=== TEXTO FUENTE ===

Recuerdo claramente tus relatos sobre la grabación de los Gargoland, de irse del estudio desbundados y al otro día sorprenderse con lo que habían grabado.
Sí, altos pedos… Tomaba mucha grapa con limón. Lo que pasa es que esa era la consigna; desde ahí ver si podés afinar y tocar.
Insisto, entonces, ¿cómo hubieses agenciado el final?
No sé, quizá hubiese puesto un comunicado y argumentado que estábamos cansados. Lo que pasa es que mentalmente habíamos perdido un poco la conexión con el afuera. Toda esa misma situación nos había enajenado.
Y lo que pasó, además, fue que justo yo hice un disco solista, y no esperaba que tuviese la repercusión que tuvo. Después tuve que hacer frente a toda una situación y lo otro quedó atrás; me hice el boludo.
¿Y eso creés que en parte tuvo que ver con la disolución?

===

* [CONSIGNA 1]: Devuelve sin cambios el fragmento de la entrevista que empieza con las palabras que contienen "Recuerdo claramente tus" y termina con "con la disolución?".
* [CONSIGNA 2]: Según la entrevista, ¿qué tomaba mucho el entrevistado durante la grabación de los Gargoland?
* [CONSIGNA 3]: Prolonga la entrevista a partir del punto en que termina.

=== SECCIÓN DE DATOS ===

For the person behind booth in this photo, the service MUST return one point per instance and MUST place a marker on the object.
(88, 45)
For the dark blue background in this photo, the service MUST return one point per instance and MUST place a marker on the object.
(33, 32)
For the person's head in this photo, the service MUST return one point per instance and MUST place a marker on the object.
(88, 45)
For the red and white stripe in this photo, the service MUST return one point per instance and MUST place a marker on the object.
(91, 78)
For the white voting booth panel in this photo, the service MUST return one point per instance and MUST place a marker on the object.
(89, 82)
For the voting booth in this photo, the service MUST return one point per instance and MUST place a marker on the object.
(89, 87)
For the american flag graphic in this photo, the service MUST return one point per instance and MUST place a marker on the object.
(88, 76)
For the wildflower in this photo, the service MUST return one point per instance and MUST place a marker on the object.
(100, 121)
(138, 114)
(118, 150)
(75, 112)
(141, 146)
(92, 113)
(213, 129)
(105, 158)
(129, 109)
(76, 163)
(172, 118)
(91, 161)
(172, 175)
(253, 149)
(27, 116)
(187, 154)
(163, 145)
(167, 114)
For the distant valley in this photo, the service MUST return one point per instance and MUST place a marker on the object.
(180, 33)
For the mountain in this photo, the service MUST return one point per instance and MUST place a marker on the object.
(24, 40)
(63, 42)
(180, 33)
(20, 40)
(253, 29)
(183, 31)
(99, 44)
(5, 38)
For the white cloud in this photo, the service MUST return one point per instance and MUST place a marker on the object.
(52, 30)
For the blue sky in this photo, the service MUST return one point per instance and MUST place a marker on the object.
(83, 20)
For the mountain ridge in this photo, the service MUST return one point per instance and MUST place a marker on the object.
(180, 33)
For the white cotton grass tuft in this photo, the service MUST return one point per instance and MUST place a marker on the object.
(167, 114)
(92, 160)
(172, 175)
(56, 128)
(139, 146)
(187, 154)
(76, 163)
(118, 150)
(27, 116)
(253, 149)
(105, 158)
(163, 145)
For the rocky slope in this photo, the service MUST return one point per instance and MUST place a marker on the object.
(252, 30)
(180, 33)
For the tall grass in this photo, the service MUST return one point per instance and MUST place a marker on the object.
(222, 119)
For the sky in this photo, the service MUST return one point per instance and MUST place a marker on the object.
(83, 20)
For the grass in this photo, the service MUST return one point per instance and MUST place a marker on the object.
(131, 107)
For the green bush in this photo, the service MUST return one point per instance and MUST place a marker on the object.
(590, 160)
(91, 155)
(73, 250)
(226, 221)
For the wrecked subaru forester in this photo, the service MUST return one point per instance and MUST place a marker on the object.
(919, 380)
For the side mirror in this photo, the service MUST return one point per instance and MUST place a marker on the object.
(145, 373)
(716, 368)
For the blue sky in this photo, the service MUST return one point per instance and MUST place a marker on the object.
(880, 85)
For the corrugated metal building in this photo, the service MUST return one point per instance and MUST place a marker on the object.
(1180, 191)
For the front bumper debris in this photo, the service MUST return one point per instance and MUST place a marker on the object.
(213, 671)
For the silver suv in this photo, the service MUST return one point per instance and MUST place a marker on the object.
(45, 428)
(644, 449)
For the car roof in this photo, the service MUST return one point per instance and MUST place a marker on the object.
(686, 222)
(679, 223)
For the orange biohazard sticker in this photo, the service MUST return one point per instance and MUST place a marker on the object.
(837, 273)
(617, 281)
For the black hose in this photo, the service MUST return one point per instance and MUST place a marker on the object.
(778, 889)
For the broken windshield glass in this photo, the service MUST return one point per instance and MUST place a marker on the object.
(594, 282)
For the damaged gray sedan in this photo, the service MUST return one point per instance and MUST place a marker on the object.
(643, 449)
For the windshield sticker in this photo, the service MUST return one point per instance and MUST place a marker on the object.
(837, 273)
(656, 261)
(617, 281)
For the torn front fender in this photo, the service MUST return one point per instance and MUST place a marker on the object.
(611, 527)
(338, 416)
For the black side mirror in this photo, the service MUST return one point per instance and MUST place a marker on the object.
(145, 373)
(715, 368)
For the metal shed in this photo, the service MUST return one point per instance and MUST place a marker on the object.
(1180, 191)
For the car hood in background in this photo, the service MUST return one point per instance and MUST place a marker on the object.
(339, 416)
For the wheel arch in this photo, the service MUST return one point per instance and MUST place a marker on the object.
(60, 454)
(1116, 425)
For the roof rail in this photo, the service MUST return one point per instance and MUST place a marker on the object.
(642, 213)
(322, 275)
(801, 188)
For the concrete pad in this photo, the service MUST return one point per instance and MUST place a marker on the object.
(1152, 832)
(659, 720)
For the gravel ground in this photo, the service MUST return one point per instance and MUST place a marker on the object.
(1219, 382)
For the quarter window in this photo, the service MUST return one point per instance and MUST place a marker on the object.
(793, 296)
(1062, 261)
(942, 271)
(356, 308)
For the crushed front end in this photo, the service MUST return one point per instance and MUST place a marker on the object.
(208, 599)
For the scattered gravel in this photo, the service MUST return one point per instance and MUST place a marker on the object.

===

* [TU RESPUESTA 1]:
Recuerdo claramente tus relatos sobre la grabación de los Gargoland, de irse del estudio desbundados y al otro día sorprenderse con lo que habían grabado.
Sí, altos pedos… Tomaba mucha grapa con limón. Lo que pasa es que esa era la consigna; desde ahí ver si podés afinar y tocar.
Insisto, entonces, ¿cómo hubieses agenciado el final?
No sé, quizá hubiese puesto un comunicado y argumentado que estábamos cansados. Lo que pasa es que mentalmente habíamos perdido un poco la conexión con el afuera. Toda esa misma situación nos había enajenado.
Y lo que pasó, además, fue que justo yo hice un disco solista, y no esperaba que tuviese la repercusión que tuvo. Después tuve que hacer frente a toda una situación y lo otro quedó atrás; me hice el boludo.
¿Y eso creés que en parte tuvo que ver con la disolución?

* [TU RESPUESTA 2]: Grapa con limón.

* [TU RESPUESTA 3]:
No, no creo. Lo que pasa es que empezaron a pasar “Luchadores en lodo” (tema de apertura de Efectos Personales) en la radio todo el tiempo. Ni siquiera en la época de Níquel escuchaba tan repetidamente una canción. Será que estaba más ocupado y acá había empezado a quedarme más en casa… Estaba relativamente recién mudado y me empezaron a llamar para tocar. Eso me dio más oportunidades y seguí para adelante y pensé: lo otro se verá… Sabíamos que habíamos llegado a algún lado. Artísticamente había una dignidad, un moño, desde lo musical. A veces usábamos la metáfora del bombardero que había llegado al hangar. Eso sí pasó. Después de eso no pasó más nada; cada uno siguió su camino.
Hace ya un tiempo, más de un lustro incluso, el nombre de Níquel había empezado a dar vueltas nuevamente por tu cabeza. ¿La propuesta a ser parte del Montevideo Rock en 2017 fue el disparador de este retorno? ¿Qué faltó? ¿Cuán cerca se estuvo?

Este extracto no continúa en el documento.